This is a common misconception of those who work mainly in compiled languages. In some dynamic languages, you don't just have the same edit-test-debug cycle. Advanced users of dynamic languages can conduct mini edit-test-debug within all the parts of the larger scale edit-test-debug cycle.
Go is not object-oriented. This, in my opinion, is a massive plus for the language....In the real world, things are fuzzy and they spread across multiple conceptual boxes all at once. Is it a circle or an ellipse? Is she an employee or a homeworker? Classifying things into strict type hierarchies, although seductive, is never going to work.
Here, the author is simply wrong. This is another common misconception about OO. You don't need strict type hierarchies. You don't even need classes at all for OO.
> Here, the author is simply wrong. This is another common misconception about OO. You don't need strict type hierarchies. You don't even need classes at all for OO.

_ _ _ _

Task details: Rewrite the comment on dynamic languages and object orientation, starting with "This is a common" and going on through "going to work.", with "edit-test-debug" changed to "edit-run-debug".

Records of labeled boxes
_ _ _ _

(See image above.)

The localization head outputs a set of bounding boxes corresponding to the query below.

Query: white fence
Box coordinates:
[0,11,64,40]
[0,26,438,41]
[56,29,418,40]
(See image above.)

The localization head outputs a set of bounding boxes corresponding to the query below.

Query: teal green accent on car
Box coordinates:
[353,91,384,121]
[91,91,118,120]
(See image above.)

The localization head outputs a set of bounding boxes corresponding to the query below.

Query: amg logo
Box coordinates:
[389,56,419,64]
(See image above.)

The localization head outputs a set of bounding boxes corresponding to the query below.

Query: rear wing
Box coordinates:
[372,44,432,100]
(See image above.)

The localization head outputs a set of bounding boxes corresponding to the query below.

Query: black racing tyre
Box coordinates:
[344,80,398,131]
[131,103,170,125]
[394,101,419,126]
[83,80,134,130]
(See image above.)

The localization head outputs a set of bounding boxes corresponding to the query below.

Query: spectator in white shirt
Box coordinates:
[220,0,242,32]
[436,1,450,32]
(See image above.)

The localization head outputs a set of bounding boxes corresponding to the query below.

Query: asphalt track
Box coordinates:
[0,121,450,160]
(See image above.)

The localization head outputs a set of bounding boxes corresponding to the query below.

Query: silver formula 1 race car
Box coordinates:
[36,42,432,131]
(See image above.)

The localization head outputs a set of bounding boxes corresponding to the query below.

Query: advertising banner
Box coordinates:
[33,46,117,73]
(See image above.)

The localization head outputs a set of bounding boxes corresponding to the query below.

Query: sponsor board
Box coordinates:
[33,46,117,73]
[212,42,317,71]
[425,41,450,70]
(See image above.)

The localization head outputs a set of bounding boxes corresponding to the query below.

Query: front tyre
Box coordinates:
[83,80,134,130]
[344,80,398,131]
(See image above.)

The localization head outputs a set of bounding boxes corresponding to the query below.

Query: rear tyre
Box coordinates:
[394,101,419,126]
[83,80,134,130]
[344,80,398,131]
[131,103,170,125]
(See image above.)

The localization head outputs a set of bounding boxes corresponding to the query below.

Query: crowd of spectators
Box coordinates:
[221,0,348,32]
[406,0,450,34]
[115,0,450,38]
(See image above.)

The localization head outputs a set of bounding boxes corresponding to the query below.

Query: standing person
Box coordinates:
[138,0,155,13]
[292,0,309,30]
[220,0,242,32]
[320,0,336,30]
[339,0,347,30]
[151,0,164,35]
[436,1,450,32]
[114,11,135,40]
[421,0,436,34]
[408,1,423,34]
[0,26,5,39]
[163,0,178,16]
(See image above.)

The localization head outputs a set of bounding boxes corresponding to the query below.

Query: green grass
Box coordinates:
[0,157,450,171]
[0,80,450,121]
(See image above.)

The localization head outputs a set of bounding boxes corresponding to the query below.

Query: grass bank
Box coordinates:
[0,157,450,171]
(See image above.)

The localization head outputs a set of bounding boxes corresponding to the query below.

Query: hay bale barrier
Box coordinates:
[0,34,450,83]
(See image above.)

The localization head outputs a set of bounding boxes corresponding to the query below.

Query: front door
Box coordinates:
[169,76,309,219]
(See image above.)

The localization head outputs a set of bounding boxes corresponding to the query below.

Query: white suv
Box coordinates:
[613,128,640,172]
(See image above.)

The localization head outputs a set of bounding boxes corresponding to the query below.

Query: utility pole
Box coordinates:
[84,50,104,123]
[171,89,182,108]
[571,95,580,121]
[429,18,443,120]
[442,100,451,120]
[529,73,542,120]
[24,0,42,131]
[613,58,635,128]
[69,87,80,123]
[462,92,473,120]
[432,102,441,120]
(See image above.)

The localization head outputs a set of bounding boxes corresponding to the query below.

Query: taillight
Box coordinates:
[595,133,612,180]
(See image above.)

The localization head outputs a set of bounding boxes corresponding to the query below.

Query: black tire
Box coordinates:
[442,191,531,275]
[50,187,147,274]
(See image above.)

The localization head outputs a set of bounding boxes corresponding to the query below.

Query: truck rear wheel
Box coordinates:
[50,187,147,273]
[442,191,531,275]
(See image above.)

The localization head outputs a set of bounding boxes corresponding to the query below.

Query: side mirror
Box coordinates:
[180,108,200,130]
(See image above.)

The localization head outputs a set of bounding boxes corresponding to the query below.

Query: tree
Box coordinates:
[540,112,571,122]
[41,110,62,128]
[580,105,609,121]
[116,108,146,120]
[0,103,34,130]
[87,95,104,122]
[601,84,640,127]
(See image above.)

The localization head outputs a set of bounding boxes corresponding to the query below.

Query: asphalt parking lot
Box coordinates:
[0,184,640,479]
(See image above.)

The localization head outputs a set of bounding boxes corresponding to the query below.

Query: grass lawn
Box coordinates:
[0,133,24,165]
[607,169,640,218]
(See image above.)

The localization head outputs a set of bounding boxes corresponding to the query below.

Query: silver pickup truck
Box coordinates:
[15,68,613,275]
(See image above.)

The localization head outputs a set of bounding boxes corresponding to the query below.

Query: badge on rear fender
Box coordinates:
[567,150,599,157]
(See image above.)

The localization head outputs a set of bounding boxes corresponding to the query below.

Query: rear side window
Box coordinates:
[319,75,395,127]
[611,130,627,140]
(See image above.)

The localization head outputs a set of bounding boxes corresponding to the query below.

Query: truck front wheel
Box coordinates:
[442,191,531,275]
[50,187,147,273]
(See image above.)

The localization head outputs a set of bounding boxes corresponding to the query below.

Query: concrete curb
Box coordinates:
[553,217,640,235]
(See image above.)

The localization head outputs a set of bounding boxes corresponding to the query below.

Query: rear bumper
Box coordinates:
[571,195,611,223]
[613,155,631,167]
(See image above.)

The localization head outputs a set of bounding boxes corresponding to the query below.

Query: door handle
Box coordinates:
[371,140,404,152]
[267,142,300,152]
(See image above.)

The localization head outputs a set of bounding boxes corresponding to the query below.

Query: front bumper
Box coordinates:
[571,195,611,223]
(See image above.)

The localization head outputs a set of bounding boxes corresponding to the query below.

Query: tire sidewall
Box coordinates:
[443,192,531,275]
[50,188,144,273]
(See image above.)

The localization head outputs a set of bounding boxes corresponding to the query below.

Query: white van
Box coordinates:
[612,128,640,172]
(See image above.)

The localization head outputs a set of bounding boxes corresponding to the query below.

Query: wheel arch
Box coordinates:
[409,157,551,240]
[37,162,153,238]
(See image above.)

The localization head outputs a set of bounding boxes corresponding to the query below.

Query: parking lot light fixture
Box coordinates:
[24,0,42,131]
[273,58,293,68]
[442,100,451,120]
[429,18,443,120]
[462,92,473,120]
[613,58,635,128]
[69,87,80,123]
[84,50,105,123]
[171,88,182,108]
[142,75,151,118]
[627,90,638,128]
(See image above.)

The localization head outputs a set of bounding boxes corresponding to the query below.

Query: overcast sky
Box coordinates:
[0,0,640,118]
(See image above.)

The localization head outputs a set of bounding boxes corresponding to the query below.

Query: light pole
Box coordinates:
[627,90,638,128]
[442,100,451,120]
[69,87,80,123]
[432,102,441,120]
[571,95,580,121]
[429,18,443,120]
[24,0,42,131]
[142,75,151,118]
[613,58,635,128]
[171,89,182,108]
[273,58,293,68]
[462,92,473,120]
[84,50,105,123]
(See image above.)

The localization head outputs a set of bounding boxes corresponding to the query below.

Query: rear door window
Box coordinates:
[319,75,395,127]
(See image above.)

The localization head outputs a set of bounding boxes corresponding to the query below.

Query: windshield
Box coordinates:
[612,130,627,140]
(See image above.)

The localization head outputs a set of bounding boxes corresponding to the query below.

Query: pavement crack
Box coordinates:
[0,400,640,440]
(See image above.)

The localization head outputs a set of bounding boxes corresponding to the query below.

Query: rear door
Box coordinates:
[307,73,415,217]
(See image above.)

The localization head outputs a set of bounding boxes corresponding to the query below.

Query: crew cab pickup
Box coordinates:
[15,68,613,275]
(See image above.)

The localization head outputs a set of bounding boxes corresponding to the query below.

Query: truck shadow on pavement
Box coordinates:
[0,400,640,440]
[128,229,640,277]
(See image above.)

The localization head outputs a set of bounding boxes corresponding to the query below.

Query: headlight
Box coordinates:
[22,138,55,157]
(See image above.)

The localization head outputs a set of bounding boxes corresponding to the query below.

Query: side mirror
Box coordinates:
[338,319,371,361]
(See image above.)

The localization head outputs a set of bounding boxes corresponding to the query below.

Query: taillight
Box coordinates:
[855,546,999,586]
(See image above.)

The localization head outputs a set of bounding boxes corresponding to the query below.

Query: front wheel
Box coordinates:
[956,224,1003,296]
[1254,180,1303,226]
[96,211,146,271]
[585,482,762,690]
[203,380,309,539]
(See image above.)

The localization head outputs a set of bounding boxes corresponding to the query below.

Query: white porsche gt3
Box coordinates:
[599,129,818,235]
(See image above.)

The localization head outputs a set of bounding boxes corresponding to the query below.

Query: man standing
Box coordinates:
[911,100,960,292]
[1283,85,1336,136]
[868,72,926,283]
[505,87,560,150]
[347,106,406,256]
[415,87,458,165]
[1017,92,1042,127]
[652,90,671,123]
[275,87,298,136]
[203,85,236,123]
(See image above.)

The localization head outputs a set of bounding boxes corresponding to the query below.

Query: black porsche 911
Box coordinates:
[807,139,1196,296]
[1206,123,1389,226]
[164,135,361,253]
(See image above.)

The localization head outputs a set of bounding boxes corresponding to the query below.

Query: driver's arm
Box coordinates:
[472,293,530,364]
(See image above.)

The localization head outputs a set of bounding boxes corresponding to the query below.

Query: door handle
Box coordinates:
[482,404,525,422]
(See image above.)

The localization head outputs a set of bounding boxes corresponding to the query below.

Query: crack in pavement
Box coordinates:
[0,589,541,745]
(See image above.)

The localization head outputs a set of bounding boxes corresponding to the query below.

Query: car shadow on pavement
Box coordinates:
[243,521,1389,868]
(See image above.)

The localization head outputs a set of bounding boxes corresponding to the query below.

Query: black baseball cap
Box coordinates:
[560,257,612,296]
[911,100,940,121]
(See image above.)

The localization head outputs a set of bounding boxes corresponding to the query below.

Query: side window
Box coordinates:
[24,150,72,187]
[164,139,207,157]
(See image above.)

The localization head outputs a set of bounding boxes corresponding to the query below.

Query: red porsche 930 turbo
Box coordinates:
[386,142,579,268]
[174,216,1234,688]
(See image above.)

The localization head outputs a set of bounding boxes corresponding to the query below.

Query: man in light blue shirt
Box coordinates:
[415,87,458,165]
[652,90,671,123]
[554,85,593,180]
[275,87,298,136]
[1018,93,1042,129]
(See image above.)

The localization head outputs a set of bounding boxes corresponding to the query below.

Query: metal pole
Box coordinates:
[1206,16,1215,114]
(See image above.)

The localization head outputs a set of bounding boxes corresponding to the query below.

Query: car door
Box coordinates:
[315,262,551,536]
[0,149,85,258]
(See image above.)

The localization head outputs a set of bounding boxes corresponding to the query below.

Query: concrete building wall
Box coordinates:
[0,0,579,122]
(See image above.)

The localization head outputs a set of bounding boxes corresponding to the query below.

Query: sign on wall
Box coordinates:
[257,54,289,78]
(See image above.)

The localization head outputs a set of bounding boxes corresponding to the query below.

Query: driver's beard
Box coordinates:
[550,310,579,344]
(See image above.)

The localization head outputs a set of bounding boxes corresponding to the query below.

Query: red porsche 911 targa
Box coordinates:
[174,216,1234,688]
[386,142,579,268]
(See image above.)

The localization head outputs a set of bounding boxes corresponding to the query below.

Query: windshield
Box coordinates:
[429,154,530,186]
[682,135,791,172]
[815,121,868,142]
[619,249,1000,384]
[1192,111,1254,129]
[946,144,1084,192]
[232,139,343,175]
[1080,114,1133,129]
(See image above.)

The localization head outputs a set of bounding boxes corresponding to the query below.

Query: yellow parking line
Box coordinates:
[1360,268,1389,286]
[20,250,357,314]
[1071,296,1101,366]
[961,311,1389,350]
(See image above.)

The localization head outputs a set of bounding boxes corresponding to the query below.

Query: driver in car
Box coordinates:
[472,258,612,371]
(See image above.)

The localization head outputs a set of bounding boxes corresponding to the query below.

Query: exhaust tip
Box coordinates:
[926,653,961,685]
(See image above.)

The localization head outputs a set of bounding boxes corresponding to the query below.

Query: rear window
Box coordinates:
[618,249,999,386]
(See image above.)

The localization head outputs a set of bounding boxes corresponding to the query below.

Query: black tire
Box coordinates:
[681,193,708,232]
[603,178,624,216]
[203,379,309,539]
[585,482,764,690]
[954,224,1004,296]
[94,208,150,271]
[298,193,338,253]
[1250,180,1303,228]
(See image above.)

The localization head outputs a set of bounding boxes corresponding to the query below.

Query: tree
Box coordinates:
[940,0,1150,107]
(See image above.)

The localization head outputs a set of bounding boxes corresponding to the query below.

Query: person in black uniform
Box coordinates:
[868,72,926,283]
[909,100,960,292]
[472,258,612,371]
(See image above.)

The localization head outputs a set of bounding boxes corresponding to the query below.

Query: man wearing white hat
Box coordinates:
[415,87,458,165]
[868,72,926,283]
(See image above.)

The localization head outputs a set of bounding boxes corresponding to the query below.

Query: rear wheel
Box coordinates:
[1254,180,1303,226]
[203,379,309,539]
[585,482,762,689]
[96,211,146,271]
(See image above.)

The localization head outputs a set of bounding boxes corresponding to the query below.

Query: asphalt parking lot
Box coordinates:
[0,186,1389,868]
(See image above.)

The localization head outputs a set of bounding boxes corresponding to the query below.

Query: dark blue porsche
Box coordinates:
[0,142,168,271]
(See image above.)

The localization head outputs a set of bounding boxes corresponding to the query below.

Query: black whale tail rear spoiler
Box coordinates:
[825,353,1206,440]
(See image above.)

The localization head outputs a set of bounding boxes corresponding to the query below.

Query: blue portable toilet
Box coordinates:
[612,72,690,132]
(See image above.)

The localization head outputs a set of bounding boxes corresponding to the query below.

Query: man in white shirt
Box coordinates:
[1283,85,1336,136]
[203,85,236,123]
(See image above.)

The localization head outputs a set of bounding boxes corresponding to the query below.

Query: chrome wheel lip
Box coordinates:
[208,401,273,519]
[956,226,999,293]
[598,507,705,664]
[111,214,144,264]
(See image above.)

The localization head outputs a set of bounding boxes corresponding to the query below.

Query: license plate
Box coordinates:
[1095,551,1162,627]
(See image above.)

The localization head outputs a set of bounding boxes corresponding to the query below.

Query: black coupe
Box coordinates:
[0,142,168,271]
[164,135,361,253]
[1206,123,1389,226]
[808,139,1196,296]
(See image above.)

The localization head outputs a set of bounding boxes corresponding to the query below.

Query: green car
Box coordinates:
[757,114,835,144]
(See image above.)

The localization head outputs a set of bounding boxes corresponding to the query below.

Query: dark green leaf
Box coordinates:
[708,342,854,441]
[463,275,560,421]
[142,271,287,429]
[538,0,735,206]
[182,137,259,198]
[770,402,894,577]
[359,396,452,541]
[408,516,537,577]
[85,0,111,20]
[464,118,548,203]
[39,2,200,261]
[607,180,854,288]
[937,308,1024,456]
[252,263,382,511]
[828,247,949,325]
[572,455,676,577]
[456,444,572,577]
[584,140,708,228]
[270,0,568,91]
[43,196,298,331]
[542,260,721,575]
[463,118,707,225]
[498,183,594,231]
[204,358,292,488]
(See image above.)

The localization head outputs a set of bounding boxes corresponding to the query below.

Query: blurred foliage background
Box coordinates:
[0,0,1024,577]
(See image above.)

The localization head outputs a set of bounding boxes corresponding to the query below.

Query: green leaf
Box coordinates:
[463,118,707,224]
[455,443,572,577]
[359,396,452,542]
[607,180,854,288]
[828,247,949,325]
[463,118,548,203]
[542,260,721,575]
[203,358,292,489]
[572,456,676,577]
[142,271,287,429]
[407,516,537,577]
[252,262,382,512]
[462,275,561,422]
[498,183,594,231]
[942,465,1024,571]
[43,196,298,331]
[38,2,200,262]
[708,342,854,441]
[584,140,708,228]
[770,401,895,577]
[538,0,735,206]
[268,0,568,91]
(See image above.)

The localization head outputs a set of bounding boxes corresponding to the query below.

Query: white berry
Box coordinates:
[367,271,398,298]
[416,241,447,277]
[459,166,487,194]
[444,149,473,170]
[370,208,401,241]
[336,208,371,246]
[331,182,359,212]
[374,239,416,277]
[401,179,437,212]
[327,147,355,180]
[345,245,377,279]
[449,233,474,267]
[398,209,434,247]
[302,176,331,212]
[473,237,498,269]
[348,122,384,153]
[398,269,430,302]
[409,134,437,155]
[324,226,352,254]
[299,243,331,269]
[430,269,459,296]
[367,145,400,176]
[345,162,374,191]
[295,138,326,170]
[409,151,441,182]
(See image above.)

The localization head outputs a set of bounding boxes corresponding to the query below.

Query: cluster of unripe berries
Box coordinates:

_ _ _ _

Solution to this problem:
This is a common misconception of those who work mainly in compiled languages. In some dynamic languages, you don't just have the same edit-run-debug cycle. Advanced users of dynamic languages can conduct mini edit-run-debug within all the parts of the larger scale edit-run-debug cycle.
Go is not object-oriented. This, in my opinion, is a massive plus for the language....In the real world, things are fuzzy and they spread across multiple conceptual boxes all at once. Is it a circle or an ellipse? Is she an employee or a homeworker? Classifying things into strict type hierarchies, although seductive, is never going to work.